##### Data extract

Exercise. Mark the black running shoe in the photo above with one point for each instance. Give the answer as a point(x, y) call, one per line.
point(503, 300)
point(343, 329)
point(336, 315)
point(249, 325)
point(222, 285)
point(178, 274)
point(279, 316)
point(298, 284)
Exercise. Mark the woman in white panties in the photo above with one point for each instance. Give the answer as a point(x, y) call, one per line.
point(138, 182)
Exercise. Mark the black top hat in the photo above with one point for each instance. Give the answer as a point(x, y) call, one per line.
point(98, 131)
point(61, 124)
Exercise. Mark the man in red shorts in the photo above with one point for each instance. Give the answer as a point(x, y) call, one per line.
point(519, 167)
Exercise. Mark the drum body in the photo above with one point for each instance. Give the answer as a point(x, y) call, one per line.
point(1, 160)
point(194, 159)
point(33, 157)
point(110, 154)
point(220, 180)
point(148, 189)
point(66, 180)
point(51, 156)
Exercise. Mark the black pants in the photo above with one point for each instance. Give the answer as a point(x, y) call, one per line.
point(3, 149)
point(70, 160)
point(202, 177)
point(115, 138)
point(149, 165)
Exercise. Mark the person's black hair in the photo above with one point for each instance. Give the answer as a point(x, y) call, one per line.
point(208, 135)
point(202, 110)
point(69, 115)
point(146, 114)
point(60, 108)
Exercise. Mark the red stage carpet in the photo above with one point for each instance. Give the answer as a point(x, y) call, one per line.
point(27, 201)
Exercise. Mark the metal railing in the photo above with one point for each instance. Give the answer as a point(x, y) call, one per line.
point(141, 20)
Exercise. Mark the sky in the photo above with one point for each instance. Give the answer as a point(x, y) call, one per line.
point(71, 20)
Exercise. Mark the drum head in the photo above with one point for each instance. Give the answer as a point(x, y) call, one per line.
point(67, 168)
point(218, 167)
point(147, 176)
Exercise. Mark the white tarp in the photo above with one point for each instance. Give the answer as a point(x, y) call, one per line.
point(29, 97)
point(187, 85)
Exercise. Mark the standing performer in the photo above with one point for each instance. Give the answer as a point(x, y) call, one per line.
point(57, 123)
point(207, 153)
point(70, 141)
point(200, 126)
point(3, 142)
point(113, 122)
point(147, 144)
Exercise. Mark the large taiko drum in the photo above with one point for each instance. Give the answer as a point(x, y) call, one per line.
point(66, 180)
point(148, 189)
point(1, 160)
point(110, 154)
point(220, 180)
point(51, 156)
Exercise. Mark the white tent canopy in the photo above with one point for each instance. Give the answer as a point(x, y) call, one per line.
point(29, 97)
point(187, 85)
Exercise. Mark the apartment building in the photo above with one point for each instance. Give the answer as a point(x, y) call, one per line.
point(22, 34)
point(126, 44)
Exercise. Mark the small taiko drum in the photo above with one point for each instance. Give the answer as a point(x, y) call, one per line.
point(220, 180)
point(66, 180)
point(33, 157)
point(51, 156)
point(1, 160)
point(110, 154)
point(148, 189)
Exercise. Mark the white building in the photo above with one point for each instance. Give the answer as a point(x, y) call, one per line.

##########

Set task: Render every line of the data above as a JSON array of strings, one string per line, with blank lines omitted.

Result of this task:
[
  "Exercise. Mark the black running shoe in the photo above with one point for each instance. Give the answer as a point(x, y) call, one per line.",
  "point(503, 300)",
  "point(343, 329)",
  "point(336, 315)",
  "point(249, 325)",
  "point(222, 285)",
  "point(178, 274)",
  "point(279, 316)",
  "point(298, 284)",
  "Exercise. Mark the woman in white panties in the photo above with one point for each instance. Give the answer as a point(x, y) call, one per line.",
  "point(138, 182)",
  "Exercise. Mark the black top hat in the photo above with one point for each instance. Give the answer as a point(x, y) call, one per line.",
  "point(98, 131)",
  "point(61, 124)",
  "Exercise. Mark the man in red shorts in the photo above with one point for each instance. Give the answer as a point(x, y) call, one per line.",
  "point(519, 167)",
  "Exercise. Mark the drum body in the photo above with one point for each instance. Give the answer as a point(x, y) call, one per line.",
  "point(1, 160)",
  "point(194, 159)",
  "point(33, 157)",
  "point(110, 154)",
  "point(220, 180)",
  "point(148, 189)",
  "point(66, 180)",
  "point(51, 156)",
  "Exercise. Mark the black pants in the photo above with one point for each instance. Give the answer as a point(x, y) call, one per line.",
  "point(3, 149)",
  "point(70, 160)",
  "point(202, 177)",
  "point(115, 138)",
  "point(149, 165)",
  "Exercise. Mark the person's black hair in the photo above with one point for each instance. Give the answer as a point(x, y) call, one per line.",
  "point(208, 135)",
  "point(202, 110)",
  "point(69, 115)",
  "point(146, 114)",
  "point(60, 108)",
  "Exercise. Mark the red stage carpet in the photo above with one point for each instance. Give the answer as a point(x, y) call, one per line.",
  "point(27, 201)",
  "Exercise. Mark the metal railing in the photo above with one point for each instance. Give the answer as a point(x, y) call, one per line.",
  "point(141, 20)",
  "Exercise. Mark the sky in the photo above with one point for each instance. Give the answer as a point(x, y) call, one per line.",
  "point(71, 20)",
  "Exercise. Mark the drum head in the photo above with one point for each instance. Give the answer as a point(x, y) call, one per line.",
  "point(67, 168)",
  "point(218, 167)",
  "point(147, 176)",
  "Exercise. Mark the white tarp in the photo above with one point for each instance. Give the answer as a point(x, y) call, one per line.",
  "point(29, 97)",
  "point(187, 85)",
  "Exercise. Mark the standing performer in the photo above with one point for each instance. Give the answer as a point(x, y) call, one per line.",
  "point(57, 123)",
  "point(207, 153)",
  "point(70, 141)",
  "point(200, 126)",
  "point(3, 142)",
  "point(113, 122)",
  "point(147, 144)",
  "Exercise. Mark the large taiko drum in the photo above with one point for each instance. Give the answer as a point(x, y) call, one per line.",
  "point(66, 180)",
  "point(148, 189)",
  "point(1, 160)",
  "point(110, 154)",
  "point(220, 180)",
  "point(51, 156)",
  "Exercise. Mark the white tent canopy in the photo above with one point for each instance. Give the answer as a point(x, y) call, one per line.",
  "point(29, 97)",
  "point(187, 85)",
  "Exercise. Mark the apartment building in the photo above with one point for each instance. Give the answer as a point(x, y) call, one per line.",
  "point(22, 34)",
  "point(126, 44)",
  "Exercise. Mark the small taiko drum in the photo above with one point for each instance. Give the answer as a point(x, y) call, one per line.",
  "point(220, 180)",
  "point(66, 180)",
  "point(33, 157)",
  "point(51, 156)",
  "point(1, 160)",
  "point(110, 154)",
  "point(148, 189)",
  "Exercise. Mark the white building in the photo above with one point for each instance. Give the answer as a point(x, y) call, one per line."
]